Document passage:
Surely it could be scaled better with satellite imagery? Assuming it can be updated "reasonably frequently". I imagine drones would run into maintenance problems, especially in such "remote" regions.

kazinator · 2 years ago
Plus, they can't be running in supplies on foot, under the canopy, or getting the stuff out!
matheusmoreira · 2 years ago
Also a brazilian. I don't really care about it. I'd rather they used that vast amount of land for something that's more economically relevant. If you told me I could push a button to get state of the art semiconductor factories but the side effect was the destruction of the amazon... I wouldn't even think twice.
bentt · 2 years ago
Making this the topic of the next Call of Duty would be a great move for the rainforest and bring a ton of awareness.
diggan · 2 years ago
And also ensure they can continue their journey to having 1TB large game assets, as suddenly hundreds of 3D modellers need to create thousands of new foliage models each.

Data:
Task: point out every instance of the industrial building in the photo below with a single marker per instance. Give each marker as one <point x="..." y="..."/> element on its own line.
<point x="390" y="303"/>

Parts of the exercise:
1) List every username that appears above a comment in the comment thread.
2) Answer these questions about the comment thread.
(a) According to the first comment, what would drones run into in remote regions?
(b) What nationality does matheusmoreira state?
(c) What game does bentt name as a possible topic?
3) Copy everything in the comment thread from "kazinator · 2 years ago" down to "foliage models each.".

Task-by-task results:
1)
kazinator
matheusmoreira
bentt
diggan

2)
(a) Maintenance problems.
(b) Brazilian.
(c) The next Call of Duty.

3)
kazinator · 2 years ago
Plus, they can't be running in supplies on foot, under the canopy, or getting the stuff out!
matheusmoreira · 2 years ago
Also a brazilian. I don't really care about it. I'd rather they used that vast amount of land for something that's more economically relevant. If you told me I could push a button to get state of the art semiconductor factories but the side effect was the destruction of the amazon... I wouldn't even think twice.
bentt · 2 years ago
Making this the topic of the next Call of Duty would be a great move for the rainforest and bring a ton of awareness.
diggan · 2 years ago
And also ensure they can continue their journey to having 1TB large game assets, as suddenly hundreds of 3D modellers need to create thousands of new foliage models each.